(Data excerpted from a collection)
========================================================================

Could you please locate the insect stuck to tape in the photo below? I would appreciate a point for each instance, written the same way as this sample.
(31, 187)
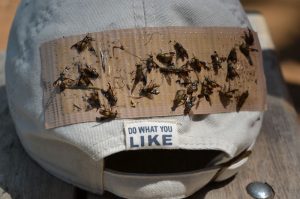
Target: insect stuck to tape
(166, 58)
(196, 64)
(192, 88)
(189, 103)
(226, 95)
(240, 100)
(149, 90)
(245, 46)
(181, 53)
(110, 95)
(107, 114)
(179, 99)
(207, 87)
(150, 64)
(85, 43)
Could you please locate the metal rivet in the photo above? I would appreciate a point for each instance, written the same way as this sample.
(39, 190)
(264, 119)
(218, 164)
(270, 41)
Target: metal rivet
(260, 190)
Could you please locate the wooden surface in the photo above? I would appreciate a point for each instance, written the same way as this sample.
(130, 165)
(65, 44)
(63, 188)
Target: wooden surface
(276, 156)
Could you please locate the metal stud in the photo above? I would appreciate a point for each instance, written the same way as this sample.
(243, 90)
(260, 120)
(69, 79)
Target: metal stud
(260, 190)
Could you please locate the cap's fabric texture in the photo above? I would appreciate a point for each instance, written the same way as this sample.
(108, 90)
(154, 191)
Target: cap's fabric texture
(75, 153)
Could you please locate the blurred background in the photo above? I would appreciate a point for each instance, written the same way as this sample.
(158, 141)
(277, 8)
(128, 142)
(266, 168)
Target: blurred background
(282, 16)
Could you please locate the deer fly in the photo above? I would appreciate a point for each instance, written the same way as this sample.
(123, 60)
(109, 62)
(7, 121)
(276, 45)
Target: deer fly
(180, 98)
(150, 90)
(110, 95)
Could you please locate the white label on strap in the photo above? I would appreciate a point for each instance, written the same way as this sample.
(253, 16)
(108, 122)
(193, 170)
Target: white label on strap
(149, 135)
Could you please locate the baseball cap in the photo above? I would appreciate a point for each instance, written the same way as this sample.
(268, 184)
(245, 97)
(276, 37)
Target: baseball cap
(95, 156)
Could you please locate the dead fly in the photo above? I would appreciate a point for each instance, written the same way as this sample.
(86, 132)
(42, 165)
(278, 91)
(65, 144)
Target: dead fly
(180, 98)
(118, 47)
(107, 114)
(85, 43)
(245, 47)
(93, 101)
(217, 61)
(88, 71)
(232, 57)
(166, 58)
(181, 53)
(193, 87)
(211, 83)
(207, 87)
(110, 95)
(63, 82)
(189, 103)
(231, 72)
(196, 64)
(180, 72)
(226, 96)
(150, 90)
(240, 100)
(150, 64)
(184, 81)
(140, 76)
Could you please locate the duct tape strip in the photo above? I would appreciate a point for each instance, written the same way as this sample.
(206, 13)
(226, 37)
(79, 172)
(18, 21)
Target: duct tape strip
(151, 72)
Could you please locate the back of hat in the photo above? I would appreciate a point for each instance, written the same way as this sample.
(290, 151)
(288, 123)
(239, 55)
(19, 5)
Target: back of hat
(106, 156)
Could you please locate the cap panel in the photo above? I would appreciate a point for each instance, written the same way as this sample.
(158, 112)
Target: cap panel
(177, 185)
(56, 149)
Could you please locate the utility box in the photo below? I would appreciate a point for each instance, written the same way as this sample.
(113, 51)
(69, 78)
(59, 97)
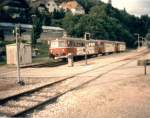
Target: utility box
(25, 54)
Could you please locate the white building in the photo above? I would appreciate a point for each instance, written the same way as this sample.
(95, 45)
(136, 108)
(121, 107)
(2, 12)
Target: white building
(73, 6)
(25, 54)
(51, 5)
(48, 32)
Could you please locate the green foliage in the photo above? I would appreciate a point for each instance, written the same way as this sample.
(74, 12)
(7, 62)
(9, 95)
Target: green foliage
(88, 4)
(106, 22)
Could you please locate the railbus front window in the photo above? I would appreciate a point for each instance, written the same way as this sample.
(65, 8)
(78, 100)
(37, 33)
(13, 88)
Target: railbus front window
(54, 44)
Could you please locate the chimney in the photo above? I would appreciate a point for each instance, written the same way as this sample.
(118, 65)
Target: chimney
(109, 2)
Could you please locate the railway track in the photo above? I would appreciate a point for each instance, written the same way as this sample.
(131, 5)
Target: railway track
(20, 104)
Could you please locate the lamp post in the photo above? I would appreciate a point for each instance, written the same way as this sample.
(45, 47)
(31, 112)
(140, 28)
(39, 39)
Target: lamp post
(138, 39)
(86, 37)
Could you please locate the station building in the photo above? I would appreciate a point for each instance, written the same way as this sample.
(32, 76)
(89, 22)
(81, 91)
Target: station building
(47, 34)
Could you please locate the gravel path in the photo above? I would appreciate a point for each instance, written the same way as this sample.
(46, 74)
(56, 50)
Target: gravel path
(123, 93)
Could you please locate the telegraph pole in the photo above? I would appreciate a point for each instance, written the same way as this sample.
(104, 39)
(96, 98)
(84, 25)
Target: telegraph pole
(138, 39)
(17, 34)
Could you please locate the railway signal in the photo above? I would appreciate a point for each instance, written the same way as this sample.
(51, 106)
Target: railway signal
(18, 34)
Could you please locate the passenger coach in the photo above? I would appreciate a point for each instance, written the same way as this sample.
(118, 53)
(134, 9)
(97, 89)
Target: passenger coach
(60, 48)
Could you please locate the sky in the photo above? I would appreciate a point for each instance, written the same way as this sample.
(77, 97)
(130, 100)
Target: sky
(136, 7)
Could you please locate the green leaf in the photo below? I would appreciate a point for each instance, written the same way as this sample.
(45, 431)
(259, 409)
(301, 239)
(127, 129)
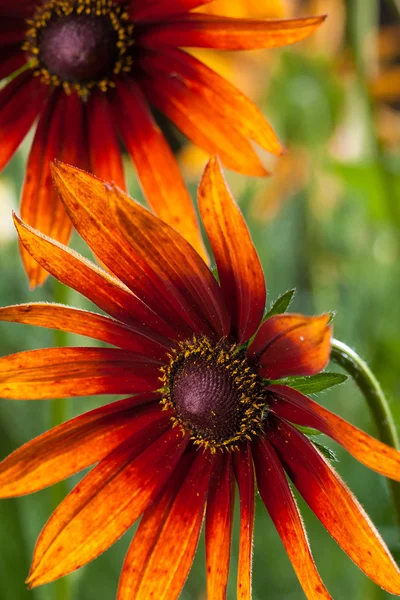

========================================================================

## REQUIREMENTS
Copy all of the data above line for line, leaving out the pictures.

## WRITTEN ANSWER
Could you please locate the insect stuck to tape in the photo below? I would appreciate a point for each instance, written the same way as this sample.
(31, 187)
Target: insect stuck to tape
(166, 58)
(196, 64)
(192, 88)
(189, 103)
(226, 95)
(240, 100)
(149, 90)
(245, 46)
(181, 53)
(110, 95)
(107, 114)
(179, 99)
(207, 87)
(150, 64)
(85, 43)
Could you please locate the metal rivet in the photo above? I would appreciate a point for each instance, written the same way as this sample.
(39, 190)
(264, 119)
(218, 164)
(270, 41)
Target: metal rivet
(260, 190)
Could you please locate the wooden surface in the photo above? I would appreciate a point for each instance, written the same way as this sample.
(130, 165)
(65, 44)
(63, 188)
Target: wooden surface
(276, 156)
Could you please locate the metal stud in the photo above? I would appreciate a point for each instance, written the same way as this sample.
(243, 90)
(260, 120)
(69, 79)
Target: metal stud
(260, 190)
Could you please locate the cap's fabric texture in the photo above? I would appreciate a point for each instance, written the same way as this sample.
(108, 90)
(154, 191)
Target: cap's fabric texture
(75, 153)
Could you please locate the blurred background in the photo above? I would appreciate a point for each instance, written the same way as this sample.
(158, 141)
(277, 8)
(128, 142)
(266, 168)
Target: blurred background
(282, 16)
Could you please locate the deer fly in the photo above? I would appreciate a point for each instance, written the same way as this sample.
(123, 60)
(109, 62)
(7, 121)
(276, 45)
Target: deer fly
(180, 98)
(150, 90)
(110, 95)
Could you please locate the white label on strap in the photo above? I would appreciate a point for each instance, written the same way as this sample.
(253, 16)
(108, 122)
(193, 170)
Target: white label on strap
(149, 135)
Could you please locate the baseball cap in the photo above? I would appreciate a point for each instance, written the same way as this sample.
(268, 184)
(245, 97)
(276, 37)
Target: baseball cap
(95, 156)
Could you please locate the dead fly in the photo above? I would appreciate a point for each instance, written the same way as this sample.
(86, 132)
(42, 165)
(278, 91)
(65, 144)
Target: dead fly
(180, 98)
(118, 47)
(107, 114)
(85, 43)
(245, 47)
(93, 101)
(217, 61)
(88, 71)
(232, 57)
(166, 58)
(181, 53)
(193, 87)
(211, 83)
(207, 87)
(110, 95)
(63, 82)
(189, 103)
(231, 72)
(196, 64)
(180, 72)
(226, 96)
(150, 90)
(240, 100)
(150, 64)
(184, 81)
(140, 76)
Could you please locate the duct tape strip in the photo above? I would appreciate a point for each instance, written the same way as this sample.
(206, 13)
(226, 37)
(79, 172)
(18, 21)
Target: duct tape strip
(151, 72)
Could you please locate the back of hat in the photo above? I would appreciate a point for each instance, written the same way as this sample.
(290, 151)
(288, 123)
(239, 55)
(19, 5)
Target: back of hat
(106, 156)
Could you please locate the cap panel in the photo above? I would appreciate a point for each instance, written the same way as this sample.
(158, 112)
Target: cap panel
(177, 185)
(56, 149)
Could you please locate the utility box in the photo below? I would appreciate a point for each instance, written the same way as this sample.
(113, 51)
(69, 78)
(59, 97)
Target: utility box
(25, 54)
Could you please locate the white building in the photo above? I would appreciate a point for each instance, written the same way as this sample.
(95, 45)
(136, 108)
(121, 107)
(2, 12)
Target: white building
(73, 6)
(25, 54)
(51, 5)
(48, 32)
Could you please locate the green foliage in the photo above? I would appreciate a point for each instance, written the same way as this sample.
(74, 12)
(7, 62)
(9, 95)
Target: green foliage
(88, 4)
(106, 22)
Could you please locate the railbus front window in the photo above? I would appreciate a point for each instance, written the same way as this sample.
(65, 8)
(78, 100)
(37, 33)
(13, 88)
Target: railbus front window
(54, 44)
Could you please locate the chimney in the photo above? I would appreciate a point for each instance, written the same way as this sample.
(118, 65)
Target: chimney
(109, 2)
Could you please locate the railway track in the photo above? I would appreciate a point for each instance, written the same way as this sample.
(131, 5)
Target: railway track
(20, 104)
Could you please locate the lamp post in the photo above? I would appreciate a point for each instance, written the same way as this sample.
(45, 47)
(31, 112)
(140, 28)
(39, 39)
Target: lamp post
(138, 39)
(86, 37)
Could you please locate the station building in the photo above? I would appreciate a point for each instance, written the same way as this sample.
(32, 76)
(89, 22)
(81, 91)
Target: station building
(47, 34)
Could you please locate the gravel path in the photo above? I would appreciate a point for each instance, written the same way as this sample.
(46, 74)
(56, 50)
Target: gravel path
(123, 93)
Could you please locate the telegraph pole in the photo above? I would appreciate a point for each instance, written the same way as this sample.
(104, 39)
(96, 98)
(84, 25)
Target: telegraph pole
(138, 39)
(17, 34)
Could you please locate the railway signal in the photo above? I would appreciate a point for each instance, written the same way as this sample.
(51, 106)
Target: railway signal
(18, 34)
Could you please locate the passenger coach in the photo above? I would appreciate a point for each instance, written the same way as this sample.
(118, 53)
(134, 9)
(97, 89)
Target: passenger coach
(60, 48)
Could you please locate the sky in the photo above? I would appreciate a point for each instance, written the same way as this sample.
(77, 97)
(130, 100)
Target: sky
(136, 7)
Could you please locate the green leaf in the photo below? I would appreciate a point for each instance, written the same way as this sample.
(45, 431)
(259, 409)
(301, 239)
(127, 129)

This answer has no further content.